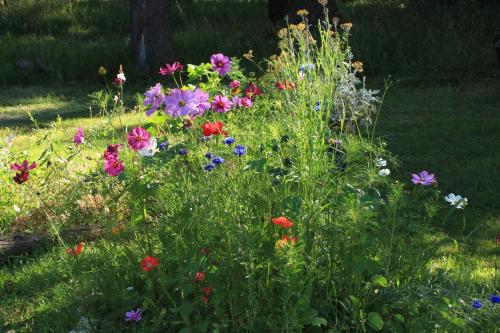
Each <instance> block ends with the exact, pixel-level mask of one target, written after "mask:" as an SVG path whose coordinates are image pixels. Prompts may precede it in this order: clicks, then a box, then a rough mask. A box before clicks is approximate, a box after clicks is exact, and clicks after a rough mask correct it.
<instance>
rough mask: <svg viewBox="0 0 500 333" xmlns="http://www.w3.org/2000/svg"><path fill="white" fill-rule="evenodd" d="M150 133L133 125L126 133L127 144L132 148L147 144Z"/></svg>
mask: <svg viewBox="0 0 500 333" xmlns="http://www.w3.org/2000/svg"><path fill="white" fill-rule="evenodd" d="M150 138H151V134H149V132H148V131H147V130H145V129H144V128H142V127H135V128H133V129H132V130H131V131H130V132H129V133H128V134H127V140H128V145H129V146H130V148H132V149H133V150H135V151H137V150H141V149H142V148H144V147H147V146H149V143H150Z"/></svg>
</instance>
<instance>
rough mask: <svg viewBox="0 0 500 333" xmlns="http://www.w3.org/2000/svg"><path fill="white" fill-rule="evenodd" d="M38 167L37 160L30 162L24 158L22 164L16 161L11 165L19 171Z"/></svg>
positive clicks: (32, 168)
mask: <svg viewBox="0 0 500 333" xmlns="http://www.w3.org/2000/svg"><path fill="white" fill-rule="evenodd" d="M36 167H37V165H36V163H35V162H33V163H31V164H29V163H28V161H27V160H24V161H23V163H21V164H19V163H17V162H15V163H13V164H11V165H10V169H11V170H13V171H19V172H28V171H30V170H33V169H34V168H36Z"/></svg>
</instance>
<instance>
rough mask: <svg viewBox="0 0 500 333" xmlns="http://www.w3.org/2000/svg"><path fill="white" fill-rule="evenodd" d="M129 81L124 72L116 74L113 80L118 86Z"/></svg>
mask: <svg viewBox="0 0 500 333" xmlns="http://www.w3.org/2000/svg"><path fill="white" fill-rule="evenodd" d="M125 81H127V78H126V77H125V74H124V73H123V72H120V73H118V74H116V77H115V80H114V81H113V82H114V83H115V84H116V85H117V86H121V85H122V84H124V83H125Z"/></svg>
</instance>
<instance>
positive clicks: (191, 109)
mask: <svg viewBox="0 0 500 333" xmlns="http://www.w3.org/2000/svg"><path fill="white" fill-rule="evenodd" d="M198 98H199V97H198V96H197V95H195V93H194V92H192V91H191V90H181V89H174V90H172V93H171V94H170V96H167V97H165V100H164V102H163V103H164V104H165V113H167V114H169V115H171V116H172V117H179V116H185V115H190V114H193V113H198V106H199V104H200V103H199V102H198Z"/></svg>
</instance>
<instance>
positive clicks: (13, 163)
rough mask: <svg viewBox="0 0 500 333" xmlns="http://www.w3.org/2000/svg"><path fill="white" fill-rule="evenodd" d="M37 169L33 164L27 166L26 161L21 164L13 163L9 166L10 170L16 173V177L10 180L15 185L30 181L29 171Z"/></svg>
mask: <svg viewBox="0 0 500 333" xmlns="http://www.w3.org/2000/svg"><path fill="white" fill-rule="evenodd" d="M36 167H37V164H36V163H35V162H33V163H31V164H28V161H27V160H24V161H23V163H21V164H19V163H17V162H16V163H13V164H11V165H10V169H11V170H14V171H17V173H16V175H15V176H14V177H13V178H12V179H14V181H15V182H16V183H17V184H22V183H25V182H27V181H28V180H29V179H30V170H33V169H34V168H36Z"/></svg>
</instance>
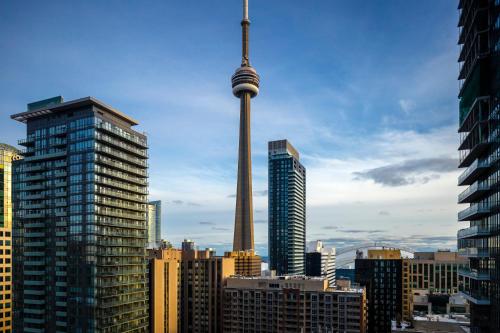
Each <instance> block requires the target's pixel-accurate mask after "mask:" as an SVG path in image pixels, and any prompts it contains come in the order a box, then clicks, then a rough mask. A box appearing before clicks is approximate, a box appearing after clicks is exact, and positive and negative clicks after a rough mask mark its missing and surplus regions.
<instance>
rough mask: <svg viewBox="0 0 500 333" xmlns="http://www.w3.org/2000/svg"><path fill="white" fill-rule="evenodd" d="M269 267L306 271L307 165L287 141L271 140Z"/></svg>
mask: <svg viewBox="0 0 500 333" xmlns="http://www.w3.org/2000/svg"><path fill="white" fill-rule="evenodd" d="M268 158H269V159H268V167H269V181H268V186H269V189H268V210H269V212H268V213H269V233H268V238H269V269H270V270H275V271H276V273H277V274H278V275H297V274H305V252H306V169H305V168H304V166H303V165H302V164H301V163H300V162H299V153H298V152H297V150H296V149H295V148H294V147H293V146H292V145H291V144H290V143H289V142H288V141H287V140H279V141H271V142H269V155H268Z"/></svg>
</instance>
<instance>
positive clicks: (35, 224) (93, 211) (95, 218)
mask: <svg viewBox="0 0 500 333" xmlns="http://www.w3.org/2000/svg"><path fill="white" fill-rule="evenodd" d="M12 117H13V118H14V119H16V120H19V121H22V122H25V123H26V124H27V136H26V139H24V140H23V141H22V144H23V145H24V146H26V149H25V151H24V152H23V154H24V156H25V158H24V160H23V161H21V162H19V163H16V172H17V173H18V174H19V177H18V178H16V188H15V193H16V198H15V200H16V207H18V209H16V215H15V223H14V226H15V227H14V232H15V234H14V240H15V244H14V250H15V252H14V260H15V266H16V267H17V268H19V269H16V271H15V272H14V274H15V283H16V285H15V296H16V297H15V298H16V314H17V317H16V318H15V321H14V324H15V330H16V331H20V332H21V331H30V332H44V331H45V332H92V331H96V332H97V331H100V332H105V331H109V332H111V331H132V332H146V331H148V321H149V318H148V281H147V266H146V265H147V260H146V253H145V246H146V242H147V221H146V204H147V157H148V154H147V141H146V137H145V136H144V135H143V134H140V133H138V132H136V131H134V130H132V129H131V127H132V126H133V125H136V124H137V123H136V122H135V121H134V120H132V119H131V118H129V117H128V116H126V115H124V114H122V113H120V112H119V111H116V110H114V109H112V108H110V107H109V106H106V105H105V104H103V103H101V102H99V101H97V100H95V99H92V98H84V99H80V100H75V101H70V102H66V103H63V101H62V100H57V101H54V100H52V101H45V103H36V104H34V105H29V106H28V111H27V112H24V113H21V114H17V115H14V116H12Z"/></svg>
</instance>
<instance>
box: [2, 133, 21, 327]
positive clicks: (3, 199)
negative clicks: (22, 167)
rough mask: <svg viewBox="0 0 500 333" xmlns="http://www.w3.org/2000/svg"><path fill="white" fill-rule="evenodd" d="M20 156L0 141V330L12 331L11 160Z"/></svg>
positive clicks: (20, 157) (15, 152)
mask: <svg viewBox="0 0 500 333" xmlns="http://www.w3.org/2000/svg"><path fill="white" fill-rule="evenodd" d="M20 158H21V156H20V155H19V151H18V150H17V149H16V148H14V147H12V146H9V145H7V144H2V143H0V249H1V251H0V262H1V264H0V281H1V282H2V285H1V290H0V332H12V310H13V306H12V301H13V299H12V177H13V176H14V177H15V175H13V174H12V162H13V161H15V160H19V159H20Z"/></svg>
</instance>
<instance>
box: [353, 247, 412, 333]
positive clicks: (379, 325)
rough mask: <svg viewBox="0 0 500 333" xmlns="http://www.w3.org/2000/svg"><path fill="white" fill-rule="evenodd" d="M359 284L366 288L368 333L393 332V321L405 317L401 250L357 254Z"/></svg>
mask: <svg viewBox="0 0 500 333" xmlns="http://www.w3.org/2000/svg"><path fill="white" fill-rule="evenodd" d="M355 267H356V277H355V280H356V283H359V284H360V285H361V286H364V287H366V297H367V300H368V331H367V332H368V333H390V332H391V321H392V320H402V319H403V260H402V258H401V251H400V250H397V249H381V250H368V256H367V257H363V256H362V255H361V254H360V253H358V254H357V258H356V261H355Z"/></svg>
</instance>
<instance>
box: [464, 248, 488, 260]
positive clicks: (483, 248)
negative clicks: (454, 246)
mask: <svg viewBox="0 0 500 333" xmlns="http://www.w3.org/2000/svg"><path fill="white" fill-rule="evenodd" d="M458 254H459V255H461V256H463V257H473V258H486V257H489V256H490V251H489V249H488V248H481V247H467V248H463V249H459V250H458Z"/></svg>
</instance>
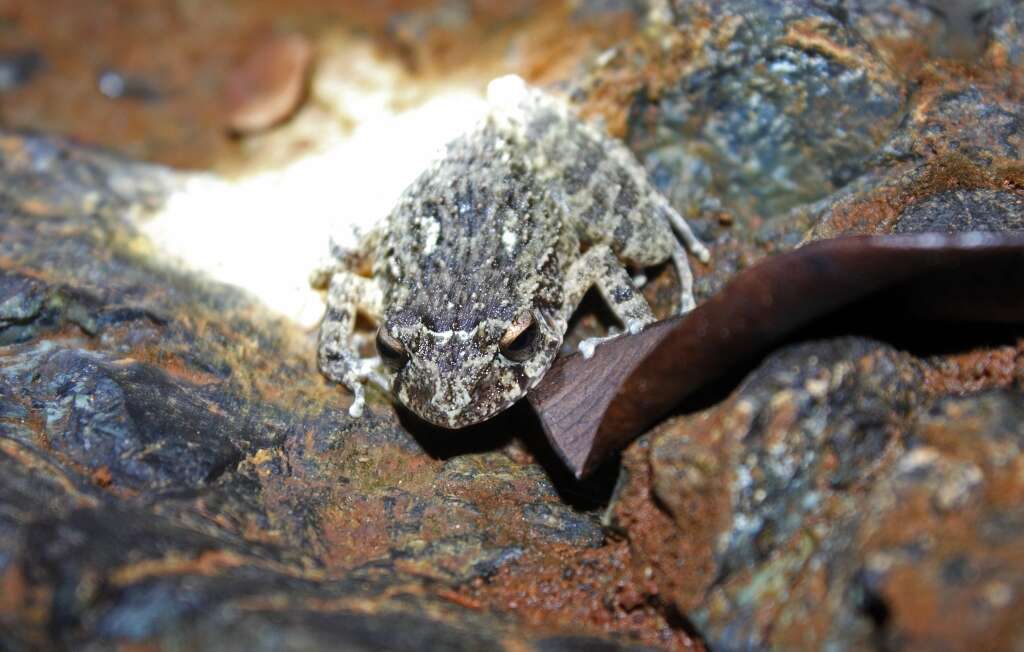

* * *

WORK ITEM: All lines above that contain the word "block" are to be copied.

OUTPUT FOR THIS EXERCISE:
Each <instance> block ends with the exact, pixel-level mask of one target, written after "mask:" as an SVG path whose coordinates are image pixels. Prompts may precede it in this order: clicks, then a box, then a rough mask. A box before clicks is approximate, a box after clicks is exact, and clicks after a rough mask correct it.
Each <instance> block requires the target's pixel-accurate mask after "mask:" as an SVG path in image pixels, and any prompts it contains come in the order a box, then clicks, then a rough mask. A box appearing before clicks is approximate, a box appearing after clicks is exact, and positive and negative clicks after a rough mask mark its missing and surplus regions.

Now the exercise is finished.